__Conjunto de tarefas__
a – De acordo com o texto sobre as reclamações contra o comércio eletrônico, quantas queixas relacionadas ao setor foram registradas de janeiro a junho?
b – Prolongue o texto sobre as reclamações contra o comércio eletrônico, começando logo depois da última frase apresentada.

__Trecho__
---------------

Solução para as compras em tempos de pandemia, o avanço do comércio eletrônico causou um enxurrada de reclamações nos Procons. O faturamento do setor aumentou 56,8% nos primeiros cinco meses deste ano, segundo dados da Associação Brasileira do Comércio Eletrônico (ABComm), mas as reclamações aos Procons dobraram.
De janeiro a junho, foram registradas 164.907 queixas relacionadas ao setor. O que representa uma alta de 98% em relação às 82.911 reclamações contabilizadas no mesmo período de 2019.
Produtos que não são entregues ou desrespeito ao prazo informado no ato da compra são as principais queixa dos consumidores brasileiros. Segundo dados do Sistema Nacional de Informação de Defesa do Consumidor (Sindec), que reúne os registros dos Procons, esses tipos de reclamação correspondem a mais de 24% do total registrado contra o setor.
Dificuldade no estorno
A técnica de enfermagem Bárbara Mesquita Bueno foi reclamar do atraso na entrega do computador que comprou para a filha ter aulas on-line e acabou tendo sua compra cancelada pela Americanas.com:
— O pior é que tive que comprar de novo o computador, e aí os preços já não eram mais os mesmos. Desembolsei quase R$ 500 a mais. Agora, espero há dois meses por uma calça que comprei na C&A para trabalhar. Já paguei, mas não consigo saber o motivo da demora. Penso em não comprar mais pela internet, é muita aporrinhação — queixa-se.

---------------

__Material listado__
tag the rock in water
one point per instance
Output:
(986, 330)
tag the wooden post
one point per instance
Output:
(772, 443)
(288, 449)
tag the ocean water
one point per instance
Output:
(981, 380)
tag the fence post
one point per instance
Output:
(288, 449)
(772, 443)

---------------

__Respostas__
a – 164.907 queixas.

b –
Priscila Alves recebeu o ferro de passar roupa um mês após a compra — e só depois de ter reclamado ao Procon-RJ. O prazo previsto para a entrega era de cinco dias:
— As roupas foram se acumulando, e o Ponto Frio não sabia informar o motivo da demora. No fim, a embalagem chegou violada, o ferro todo empoeirado, mas, como funcionava, deixei para lá.
Entre os problemas mais frequentes apontados pelos consumidores estão ainda cobranças indevidas e dificuldades de indenização, caso do psicólogo Leonardo Lima, que briga pelo estorno de um produto que não foi entregue pela Centauro.
— Só soube que não havia o produto em estoque ao ligar para reclamar do atraso da entrega. Desde então, enviei cinco e-mails informando que não queria o crédito, e sim o estorno do valor pago, mas sequer recebi resposta — reclama Lima.
Prova de despreparo
Luciano Timm, titular da Secretaria Nacional do Consumidor (Senacon), órgão do Ministério da Justiça responsável pela compilação dos dados, diz estar acompanhando os números e ressalta que não descarta aplicação de sanção às empresas:
— O setor, assim como aconteceu com o de telecomunicações, claramente não estava preparado para o aumento da demanda. Publicamos nota técnica que responsabiliza as plataformas de venda on-line pela conduta dos vendedores e não descartamos novas regulamentações e processos sancionatórios — afirma Timm.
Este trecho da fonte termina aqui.